[Point placement records]

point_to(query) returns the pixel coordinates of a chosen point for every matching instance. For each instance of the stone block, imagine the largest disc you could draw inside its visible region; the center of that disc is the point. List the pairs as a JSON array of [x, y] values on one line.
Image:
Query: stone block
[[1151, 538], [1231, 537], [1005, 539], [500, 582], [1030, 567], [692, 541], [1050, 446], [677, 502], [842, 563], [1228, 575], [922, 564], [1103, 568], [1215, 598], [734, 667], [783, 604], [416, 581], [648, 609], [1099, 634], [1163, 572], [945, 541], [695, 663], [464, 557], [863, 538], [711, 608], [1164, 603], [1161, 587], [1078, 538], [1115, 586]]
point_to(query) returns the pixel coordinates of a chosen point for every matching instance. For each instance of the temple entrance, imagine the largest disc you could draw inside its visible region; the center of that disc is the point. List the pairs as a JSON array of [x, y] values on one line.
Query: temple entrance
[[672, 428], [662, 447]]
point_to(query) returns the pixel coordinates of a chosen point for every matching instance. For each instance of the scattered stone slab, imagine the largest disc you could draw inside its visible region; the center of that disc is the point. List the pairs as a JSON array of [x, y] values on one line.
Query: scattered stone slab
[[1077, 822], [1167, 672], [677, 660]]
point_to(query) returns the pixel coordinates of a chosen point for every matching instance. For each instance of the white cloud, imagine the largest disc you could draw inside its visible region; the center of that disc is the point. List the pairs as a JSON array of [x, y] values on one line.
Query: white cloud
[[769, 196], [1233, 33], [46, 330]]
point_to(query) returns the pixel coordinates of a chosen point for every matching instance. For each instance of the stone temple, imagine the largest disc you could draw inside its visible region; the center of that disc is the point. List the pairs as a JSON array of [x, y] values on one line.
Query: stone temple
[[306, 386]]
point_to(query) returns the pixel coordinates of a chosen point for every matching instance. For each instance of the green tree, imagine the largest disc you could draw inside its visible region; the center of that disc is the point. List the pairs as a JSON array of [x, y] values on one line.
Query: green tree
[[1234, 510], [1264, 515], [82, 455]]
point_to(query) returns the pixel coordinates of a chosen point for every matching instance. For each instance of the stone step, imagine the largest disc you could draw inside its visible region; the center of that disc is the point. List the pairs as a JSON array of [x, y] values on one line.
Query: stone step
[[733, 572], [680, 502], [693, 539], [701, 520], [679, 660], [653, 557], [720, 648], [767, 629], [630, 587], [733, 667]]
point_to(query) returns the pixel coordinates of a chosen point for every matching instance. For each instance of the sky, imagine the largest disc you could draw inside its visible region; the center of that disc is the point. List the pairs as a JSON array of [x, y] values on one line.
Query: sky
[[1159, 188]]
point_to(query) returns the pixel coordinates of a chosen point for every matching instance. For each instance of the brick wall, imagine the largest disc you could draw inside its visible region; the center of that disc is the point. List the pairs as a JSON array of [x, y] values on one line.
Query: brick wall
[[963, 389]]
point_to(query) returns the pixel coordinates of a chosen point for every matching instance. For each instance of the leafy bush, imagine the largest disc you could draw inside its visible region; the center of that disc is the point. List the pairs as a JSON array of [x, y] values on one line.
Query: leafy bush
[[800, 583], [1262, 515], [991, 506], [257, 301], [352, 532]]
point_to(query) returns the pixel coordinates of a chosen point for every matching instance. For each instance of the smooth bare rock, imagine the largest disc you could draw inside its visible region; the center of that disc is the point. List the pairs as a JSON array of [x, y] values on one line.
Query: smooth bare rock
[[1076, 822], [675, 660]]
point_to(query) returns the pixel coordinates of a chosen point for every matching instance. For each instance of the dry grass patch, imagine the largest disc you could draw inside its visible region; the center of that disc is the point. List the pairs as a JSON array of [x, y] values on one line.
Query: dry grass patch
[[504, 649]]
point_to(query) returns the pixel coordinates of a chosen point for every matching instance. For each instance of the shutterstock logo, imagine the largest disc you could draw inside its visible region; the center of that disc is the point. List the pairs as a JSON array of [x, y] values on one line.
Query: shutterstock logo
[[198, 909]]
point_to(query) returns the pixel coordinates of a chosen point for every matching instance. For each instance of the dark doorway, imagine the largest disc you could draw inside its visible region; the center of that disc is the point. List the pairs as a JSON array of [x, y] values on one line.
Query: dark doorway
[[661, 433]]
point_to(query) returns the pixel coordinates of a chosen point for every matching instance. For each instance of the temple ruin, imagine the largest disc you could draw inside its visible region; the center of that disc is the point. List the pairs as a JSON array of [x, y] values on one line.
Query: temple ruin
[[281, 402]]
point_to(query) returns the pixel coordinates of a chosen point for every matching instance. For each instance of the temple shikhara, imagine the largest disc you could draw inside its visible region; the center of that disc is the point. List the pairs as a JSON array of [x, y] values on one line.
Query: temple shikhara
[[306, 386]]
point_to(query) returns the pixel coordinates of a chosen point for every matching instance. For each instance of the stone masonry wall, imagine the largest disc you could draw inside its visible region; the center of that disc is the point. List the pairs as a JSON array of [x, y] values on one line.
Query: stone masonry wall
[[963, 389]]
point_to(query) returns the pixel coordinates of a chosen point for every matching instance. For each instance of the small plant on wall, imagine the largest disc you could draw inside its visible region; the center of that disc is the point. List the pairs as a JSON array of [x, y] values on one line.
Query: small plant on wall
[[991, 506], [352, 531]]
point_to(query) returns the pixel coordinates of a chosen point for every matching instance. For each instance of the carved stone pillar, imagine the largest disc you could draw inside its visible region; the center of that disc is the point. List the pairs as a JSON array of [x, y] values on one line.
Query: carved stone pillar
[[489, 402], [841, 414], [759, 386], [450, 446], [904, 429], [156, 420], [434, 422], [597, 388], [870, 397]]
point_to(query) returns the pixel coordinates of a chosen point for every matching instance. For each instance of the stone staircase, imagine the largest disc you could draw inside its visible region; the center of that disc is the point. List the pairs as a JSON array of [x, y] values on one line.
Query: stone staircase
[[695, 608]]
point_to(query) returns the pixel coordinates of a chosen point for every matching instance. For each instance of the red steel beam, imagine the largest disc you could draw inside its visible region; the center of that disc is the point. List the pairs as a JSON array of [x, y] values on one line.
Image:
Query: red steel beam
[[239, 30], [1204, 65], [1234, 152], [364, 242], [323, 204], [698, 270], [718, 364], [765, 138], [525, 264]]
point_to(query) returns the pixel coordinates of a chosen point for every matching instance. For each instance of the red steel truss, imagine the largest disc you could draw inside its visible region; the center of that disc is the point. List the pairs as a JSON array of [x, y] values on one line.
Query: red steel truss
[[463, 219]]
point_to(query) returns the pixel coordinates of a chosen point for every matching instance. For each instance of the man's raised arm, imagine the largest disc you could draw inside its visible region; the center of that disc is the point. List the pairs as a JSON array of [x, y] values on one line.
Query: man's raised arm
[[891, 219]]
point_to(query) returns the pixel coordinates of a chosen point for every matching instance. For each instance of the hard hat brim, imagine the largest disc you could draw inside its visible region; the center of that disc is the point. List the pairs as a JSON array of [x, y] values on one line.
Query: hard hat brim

> **Problem**: Quote all of the entries exactly as they appear.

> **Exercise result**:
point_to(query) returns the pixel coordinates of a chosen point for every matching instance. For each instance of the stone block, imagine the largest disc you could draw inside its visible region; the center of that disc is the point. List the pairs as a JSON array of [x, y] values on one line.
Image:
Query: stone block
[[1151, 538], [1231, 537], [1005, 539], [500, 582], [1030, 567], [692, 541], [1050, 446], [677, 502], [842, 563], [1228, 575], [922, 564], [1103, 568], [1215, 598], [734, 667], [783, 604], [416, 581], [648, 609], [1099, 634], [1163, 572], [945, 541], [695, 663], [464, 557], [863, 538], [711, 608], [1164, 603], [1161, 587], [1078, 538], [1115, 586]]
point_to(query) returns the pixel coordinates of a chosen point for every matching instance. For each instance of the temple entrance, imagine the largest disc you could draw inside its visible region; the center of that disc is the point. List the pairs as a JSON array of [x, y] values on one line.
Query: temple entrance
[[672, 428], [662, 447]]
point_to(query) returns the pixel coordinates of a chosen point for every matching instance. For each instance of the scattered stone slab, imagine the largest disc you could draw inside its visible region; the center of that disc is the point. List the pairs as a JSON array of [x, y] values on one line.
Query: scattered stone slab
[[1077, 822], [1167, 672], [677, 660]]
point_to(query) returns the pixel coordinates of a chosen point for every matching instance. For each instance of the white cloud, imagine the largest disc you could draw inside its visible region; the center of that disc is the point. List the pairs as a JSON array of [x, y] values on one line.
Query: white cloud
[[769, 196], [1233, 33], [46, 330]]
point_to(query) returns the pixel coordinates of a chosen point for every matching instance. For each instance of the stone temple, imagine the largest disc you could draw inside its visible region; the center of that disc is the point. List the pairs as a JSON array of [x, y] values on one line.
Query: stone temple
[[306, 386]]
point_to(query) returns the pixel coordinates of a chosen point for every matching instance. For each instance of the green tree, imagine the largest disc you could draw inside its visible region; the center of that disc is the point. List the pairs as a JSON array of [x, y] values on one line.
Query: green tree
[[1234, 510], [1264, 515], [82, 455]]
point_to(query) returns the pixel coordinates of a chosen point for every matching instance. For each instance of the stone step, imagine the largest disc you could draw inside its visible region; the center of that disc is the point. List the pairs as a JSON array of [x, y] values on one line.
Query: stone step
[[733, 572], [680, 502], [693, 539], [701, 520], [679, 660], [653, 557], [720, 648], [767, 629], [630, 587], [733, 667]]
point_to(query) returns the pixel coordinates of a chosen point for every matching instance. For each instance of the sky, imagine the largest disc you could draw inside its visible region; the center of that disc is the point. List the pairs as a JSON array of [x, y] values on one line.
Query: sky
[[1159, 188]]
point_to(query) returns the pixel coordinates of a chosen point for every matching instance. For each instance of the brick wall, imagine the largest disc you could draw inside its visible region; the center of that disc is the point. List the pairs as a JSON array of [x, y] values on one line.
Query: brick wall
[[963, 389]]
point_to(query) returns the pixel coordinates of a chosen point for every matching instance. For each instance of the leafy bush, imagine the largest disc you could draw inside its visible region; the center of that disc is the point. List the pairs as a JSON array of [x, y] values on one line.
Query: leafy bush
[[800, 583], [1262, 515], [991, 506], [257, 301], [352, 532]]
point_to(query) returns the pixel coordinates of a chosen point for every matching instance. For each instance of the smooth bare rock, imagine the largest disc you could draw inside its visible region; the center of that disc is the point. List the pairs as a JSON array of [x, y] values on one line.
Query: smooth bare rock
[[1076, 822], [675, 660]]
point_to(query) returns the pixel coordinates of a chosen point for every matching instance. For each instance of the dry grass patch, imagine the largest disc you could draw inside its visible region; the center of that disc is the point. List the pairs as a JSON array of [x, y] values on one line.
Query: dry grass patch
[[504, 649]]
point_to(query) returns the pixel coordinates of a chosen point for every matching instance. For each instance of the shutterstock logo, imagine the largest disc you could draw inside its visible region; the center of that disc is the point. List the pairs as a JSON array of [x, y] values on one line.
Query: shutterstock logo
[[198, 909]]
point_to(query) returns the pixel coordinates of a chosen point for every matching instance. For each instance of the dark doorway, imagine the largest disc you could draw inside its visible region; the center of that disc is the point. List the pairs as a JSON array of [x, y] values on one line.
Query: dark doorway
[[661, 433]]
point_to(query) returns the pixel coordinates of a chosen point for every matching instance. For each instance of the temple ruin, imagine the largest disc you could draw inside its visible region; the center of that disc is the point. List the pairs as a JSON array of [x, y] values on one line.
Query: temple ruin
[[281, 402]]
point_to(query) returns the pixel coordinates of a chosen point for every matching instance. For each instance of the temple shikhara, imagine the largest disc you could draw inside its visible region; the center of that disc is the point. List the pairs as a JSON array of [x, y] values on one line.
Query: temple shikhara
[[306, 386]]
point_to(query) returns the pixel coordinates of a chosen point for every matching instance. For each instance of the stone masonry wall, imagine the largest disc you could draw inside its visible region; the center of that disc is the point. List the pairs as a JSON array of [x, y] values on one line.
Query: stone masonry wall
[[963, 389]]
point_to(query) returns the pixel coordinates of a chosen point for every matching instance. For each instance of the small plant on wall, imagine the largest disc you could draw inside its visible region; the center of that disc is the point. List the pairs as a JSON array of [x, y] values on one line.
Query: small plant on wall
[[991, 506], [352, 531]]
point_to(query) returns the pixel coordinates of a chosen point for every matching instance. For each instance of the carved stone pillar, imagine the largest disc you could draw inside its visible region; the center of that disc is the point. List the pairs as a JSON array of [x, y] values on one line.
Query: carved stone pillar
[[489, 402], [841, 414], [759, 386], [450, 446], [904, 429], [156, 420], [434, 422], [597, 388], [870, 397]]
point_to(query) returns the pixel coordinates of a chosen point for every matching instance. For each instance of the stone staircase, imagine the largest disc you could draw inside its visible region; the center of that disc is the point. List the pairs as a JSON array of [x, y] values on one line.
Query: stone staircase
[[695, 608]]
point_to(query) returns the pixel coordinates of a chosen point for every matching instance. For each instance of the red steel beam, imagine the largest disc you could draw inside its visible region; the center of that disc is the point. List the pairs as a JSON array of [x, y] values on one line.
Image:
Query: red steel beam
[[239, 30], [1204, 65], [1234, 152], [364, 242], [323, 204], [698, 270], [718, 364], [765, 138], [525, 264]]
point_to(query) returns the pixel coordinates of a chosen point for every matching instance. For each instance of the red steel truss, imagine the largest disc you could draw inside its visible region; the center of that disc is the point. List the pairs as a JSON array of [x, y] values on one line.
Query: red steel truss
[[463, 219]]
point_to(query) returns the pixel coordinates of a chosen point for every matching instance. For each instance of the man's raised arm, imagine the largest disc you could draw inside its visible region; the center of that disc is the point. List the pairs as a JSON array of [x, y] values on one line.
Query: man's raised arm
[[891, 219]]
point_to(query) returns the pixel coordinates of a chosen point for every matching instance. For each instance of the hard hat brim, imagine the largest disc you could draw inside its visible region; the center of that disc is the point. List the pairs as a JSON array of [x, y] values on one line.
Query: hard hat brim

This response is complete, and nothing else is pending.